**OPDRACHTEN**
• A. Schrijf in de tekst over illegale aanbieders het stuk van "Totaal aantal mogelijk" tot en met "onderstaande tabel weergegeven." opnieuw uit, waarbij je "zaak" vervangt door "dossier".
• B. Zet alle regels van de records om in een JSON-lijst van strings, met één string per regel en zonder lege regels. Neem de afbeeldingen niet op in je antwoord.

**BRONTEKST**
Totaal aantal mogelijk illegale aanbieders
36
– Signaal beoordeeld, zaak gestart
18
– Signaal beoordeeld, geen opvolging (geen overtreding of laag risico)
12
– Nieuwe, nog te beoordelen signalen
6
Uit bovenstaande tabel volgt dat DNB naar aanleiding van 18 signalen een zaak gestart
heeft. De status van deze zaken is in onderstaande tabel weergegeven.
Overtreding beëindigd
14
Lopend
2
Handhaving
2»
De procedures tot handhaving zijn tijdrovend en vragen veel personele inzet. Dit komt
doordat DNB een bewijsplicht heeft ten aanzien van de overtredingen en ook illegale
dienstverleners de mogelijkheid hebben om zich te verweren en in beroep te gaan. Hoewel
openbaarmaking van een formele maatregel in specifieke gevallen al mogelijk is als
nog geen sprake is van een onherroepelijk besluit, is de hoofdregel dat DNB een opgelegde
boete en of dwangsom openbaar maakt wanneer deze definitief is. Dit betekent dat het
uitblijven van gepubliceerde boeten en dwangsommen niet hoeft te betekenen dat er
niet gehandhaafd wordt.

**INVOERGEGEVENS**
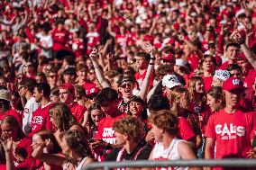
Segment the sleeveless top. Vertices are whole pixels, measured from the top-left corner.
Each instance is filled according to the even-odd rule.
[[[63,170],[70,170],[69,166],[71,166],[71,165],[72,165],[72,166],[74,167],[75,170],[82,170],[83,165],[87,161],[87,157],[88,157],[82,158],[77,167],[74,165],[72,165],[70,162],[68,162],[68,160],[67,160],[67,162],[63,166]]]
[[[161,142],[155,144],[155,147],[152,150],[152,159],[153,160],[177,160],[181,159],[178,155],[178,145],[179,142],[185,141],[178,139],[177,138],[173,139],[168,148],[164,148],[164,146]],[[156,167],[155,170],[187,170],[188,167]]]

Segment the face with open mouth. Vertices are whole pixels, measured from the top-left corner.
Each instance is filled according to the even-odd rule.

**UITWERKINGEN**
• A.
Totaal aantal mogelijk illegale aanbieders
36
– Signaal beoordeeld, dossier gestart
18
– Signaal beoordeeld, geen opvolging (geen overtreding of laag risico)
12
– Nieuwe, nog te beoordelen signalen
6
Uit bovenstaande tabel volgt dat DNB naar aanleiding van 18 signalen een dossier gestart
heeft. De status van deze zaken is in onderstaande tabel weergegeven.

• B.
[
  "Segment the sleeveless top. Vertices are whole pixels, measured from the top-left corner.",
  "Each instance is filled according to the even-odd rule.",
  "[[[63,170],[70,170],[69,166],[71,166],[71,165],[72,165],[72,166],[74,167],[75,170],[82,170],[83,165],[87,161],[87,157],[88,157],[82,158],[77,167],[74,165],[72,165],[70,162],[68,162],[68,160],[67,160],[67,162],[63,166]]]",
  "[[[161,142],[155,144],[155,147],[152,150],[152,159],[153,160],[177,160],[181,159],[178,155],[178,145],[179,142],[185,141],[178,139],[177,138],[173,139],[168,148],[164,148],[164,146]],[[156,167],[155,170],[187,170],[188,167]]]",
  "Segment the face with open mouth. Vertices are whole pixels, measured from the top-left corner.",
  "Each instance is filled according to the even-odd rule."
]